━━ Source information

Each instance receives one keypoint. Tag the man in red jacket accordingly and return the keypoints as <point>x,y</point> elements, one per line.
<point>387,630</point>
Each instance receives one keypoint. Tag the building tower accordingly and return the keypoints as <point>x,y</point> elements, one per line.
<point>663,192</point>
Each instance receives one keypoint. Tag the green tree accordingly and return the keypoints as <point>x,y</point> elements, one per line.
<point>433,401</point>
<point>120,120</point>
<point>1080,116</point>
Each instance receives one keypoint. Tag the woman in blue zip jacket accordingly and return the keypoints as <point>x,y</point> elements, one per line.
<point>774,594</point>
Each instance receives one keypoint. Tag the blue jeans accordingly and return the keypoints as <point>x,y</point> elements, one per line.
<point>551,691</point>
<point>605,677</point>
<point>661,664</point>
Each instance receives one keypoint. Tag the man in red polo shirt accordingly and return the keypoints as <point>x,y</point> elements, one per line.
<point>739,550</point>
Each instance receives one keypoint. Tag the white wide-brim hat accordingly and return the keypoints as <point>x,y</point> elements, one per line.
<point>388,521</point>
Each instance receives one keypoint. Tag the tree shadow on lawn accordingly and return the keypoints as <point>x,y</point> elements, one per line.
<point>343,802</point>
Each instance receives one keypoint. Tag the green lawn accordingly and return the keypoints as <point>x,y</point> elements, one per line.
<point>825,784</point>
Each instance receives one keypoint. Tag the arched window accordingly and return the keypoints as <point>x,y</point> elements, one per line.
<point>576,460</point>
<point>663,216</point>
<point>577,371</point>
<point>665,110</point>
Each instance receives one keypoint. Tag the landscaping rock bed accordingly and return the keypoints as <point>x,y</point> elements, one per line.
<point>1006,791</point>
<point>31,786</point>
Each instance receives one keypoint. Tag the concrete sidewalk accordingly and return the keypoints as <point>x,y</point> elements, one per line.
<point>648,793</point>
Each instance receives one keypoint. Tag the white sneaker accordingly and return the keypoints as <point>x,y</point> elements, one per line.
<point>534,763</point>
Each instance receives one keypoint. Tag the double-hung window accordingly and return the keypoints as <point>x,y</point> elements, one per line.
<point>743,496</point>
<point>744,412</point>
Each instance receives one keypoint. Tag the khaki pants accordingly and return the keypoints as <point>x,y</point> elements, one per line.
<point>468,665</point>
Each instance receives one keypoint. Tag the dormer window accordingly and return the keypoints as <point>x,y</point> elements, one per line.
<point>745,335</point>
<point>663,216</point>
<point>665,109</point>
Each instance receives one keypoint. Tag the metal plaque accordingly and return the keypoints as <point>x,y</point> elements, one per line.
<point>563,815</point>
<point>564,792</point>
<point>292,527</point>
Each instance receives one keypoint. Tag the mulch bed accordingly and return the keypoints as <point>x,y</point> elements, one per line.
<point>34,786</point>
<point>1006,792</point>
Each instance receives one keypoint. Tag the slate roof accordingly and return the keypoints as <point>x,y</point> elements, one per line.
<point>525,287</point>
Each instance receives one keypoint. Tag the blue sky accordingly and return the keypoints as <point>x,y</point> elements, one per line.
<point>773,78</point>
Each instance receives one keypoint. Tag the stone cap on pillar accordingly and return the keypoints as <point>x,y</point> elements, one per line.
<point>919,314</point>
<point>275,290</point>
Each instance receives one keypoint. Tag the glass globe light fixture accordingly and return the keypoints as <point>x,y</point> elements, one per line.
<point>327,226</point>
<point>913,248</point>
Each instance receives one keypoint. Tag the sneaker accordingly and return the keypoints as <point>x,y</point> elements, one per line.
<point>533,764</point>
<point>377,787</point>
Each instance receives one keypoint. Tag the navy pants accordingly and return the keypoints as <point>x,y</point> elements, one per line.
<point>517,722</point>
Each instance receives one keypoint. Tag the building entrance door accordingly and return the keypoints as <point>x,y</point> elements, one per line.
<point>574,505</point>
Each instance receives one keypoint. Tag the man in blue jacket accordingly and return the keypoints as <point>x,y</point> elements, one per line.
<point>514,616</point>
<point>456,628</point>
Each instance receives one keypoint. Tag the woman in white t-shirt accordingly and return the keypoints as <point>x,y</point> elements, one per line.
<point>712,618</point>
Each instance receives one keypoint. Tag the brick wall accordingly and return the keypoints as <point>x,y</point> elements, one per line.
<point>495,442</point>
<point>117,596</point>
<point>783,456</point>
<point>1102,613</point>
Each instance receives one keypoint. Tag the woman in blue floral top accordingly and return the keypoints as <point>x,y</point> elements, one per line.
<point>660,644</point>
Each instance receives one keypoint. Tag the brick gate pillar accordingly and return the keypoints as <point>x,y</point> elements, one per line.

━━━━

## What the exercise asks
Each line shown above needs to be transcribed exactly.

## Answer box
Each instance receives one keypoint. Tag the man in red jacket accordingly and return the keypoints as <point>x,y</point> elements, one per line.
<point>387,630</point>
Each instance receives one keypoint. Tag the building tower accordingly and return the keypoints as <point>x,y</point> elements, one per line.
<point>663,192</point>
Each instance receives one keypoint. Tag the green tree accordingly and return the keypoints as <point>x,y</point> elements, one per line.
<point>433,401</point>
<point>120,120</point>
<point>1080,116</point>
Each instance receives one keypoint. Tag the woman in blue zip jacket accordingly and return the keypoints as <point>x,y</point> elements, one per line.
<point>774,594</point>
Each instance receives one keypoint. Tag the blue jeans accordingly and return the keypoints as <point>x,y</point> elements, one per line.
<point>551,691</point>
<point>605,677</point>
<point>661,664</point>
Each instance receives one keypoint. Tag the man in red polo shirt accordingly and return the keypoints as <point>x,y</point> elements, one per line.
<point>739,550</point>
Each instance receives one keypoint. Tag the white wide-brim hat accordingly and return the keypoints as <point>x,y</point> elements, one per line.
<point>388,521</point>
Each instance receives one keypoint. Tag the tree shadow on lawn accordingly and return the keypoints as <point>x,y</point> elements, one per line.
<point>343,802</point>
Each instance receives one keypoint. Tag the green lawn accordingly and return the keypoints as <point>x,y</point> elements, one per line.
<point>825,784</point>
Each instance receives one keypoint. Tag the arched window accordingly and return the keypoints as <point>x,y</point> elements, one per line.
<point>576,460</point>
<point>663,216</point>
<point>577,371</point>
<point>665,110</point>
Each instance receives one keypoint. Tag the landscaping rock bed accordingly and return the keypoints as <point>x,y</point> elements, one per line.
<point>1006,791</point>
<point>31,786</point>
Each instance receives one keypoint. Tag the concrete sidewalk accordingly and return the keypoints as <point>x,y</point> elements, one per line.
<point>648,793</point>
Each instance receives one keypoint. Tag the white sneaker accordingly and return the keypoints as <point>x,y</point> elements, one per line.
<point>534,763</point>
Each instance receives one keypoint. Tag the double-hung window accordingly and return the keypoints as <point>x,y</point> elements, one per line.
<point>743,496</point>
<point>744,412</point>
Each instance receives one keypoint. Tag the khaki pants accordingly and return the keypoints as <point>x,y</point> elements, one per line.
<point>468,665</point>
Each instance receives one keypoint. Tag the dormer window accordingly and return the keypoints as <point>x,y</point> elements, one per line.
<point>745,335</point>
<point>663,216</point>
<point>665,109</point>
Each instance receives one keypoint. Tag the metal plaque accordingly and return the keypoints as <point>x,y</point> elements, one per line.
<point>563,815</point>
<point>564,792</point>
<point>292,527</point>
Each instance receives one keypoint. Tag the mulch bed accordingly and return the keypoints as <point>x,y</point> elements, one per line.
<point>34,786</point>
<point>1006,792</point>
Each instance receives one keypoint. Tag the slate roof accordingly and return the keypoints as <point>x,y</point> elements, one per line.
<point>525,287</point>
Each instance receives one keypoint. Tag the blue sky accordingly and return the keypoints as <point>x,y</point> elements, one per line.
<point>773,78</point>
Each instance receives one keypoint. Tag the stone cap on pillar accordingly and return the keypoints as <point>x,y</point> elements, one per line.
<point>919,314</point>
<point>275,290</point>
Each instance receives one keypoint. Tag the glass globe light fixture accordingly and return the keypoints as <point>x,y</point> elements, one per line.
<point>327,226</point>
<point>913,248</point>
Each instance receives one keypoint. Tag the sneaker accordingly and return the keypoints as <point>x,y</point> elements, one per line.
<point>533,764</point>
<point>377,787</point>
Each instance receives one keypoint. Tag the navy pants accordingly and return the keypoints as <point>x,y</point> elements, one per line.
<point>517,722</point>
Each instance receives one keypoint. Tag the building entrance door accordingly and return the keypoints as <point>x,y</point> elements, one per line.
<point>574,505</point>
Each instance receives one keypoint. Tag the man in blue jacket accordingly and return the keypoints as <point>x,y</point> elements, one per line.
<point>514,616</point>
<point>456,628</point>
Each instance receives one keypoint. Tag the woman in white t-shirt accordingly and return the keypoints as <point>x,y</point> elements, one per line.
<point>712,618</point>
Each instance receives one keypoint. Tag the brick wall accordingly and return the keypoints as <point>x,y</point> elements, one per line.
<point>495,442</point>
<point>117,596</point>
<point>783,456</point>
<point>1102,613</point>
Each instance receives one keypoint. Tag the woman in blue floral top accordingly and return the keypoints as <point>x,y</point> elements, one per line.
<point>660,644</point>
Each instance receives one keypoint. Tag the brick gate pillar accordingly and return the keypoints as <point>x,y</point> elements, one per line.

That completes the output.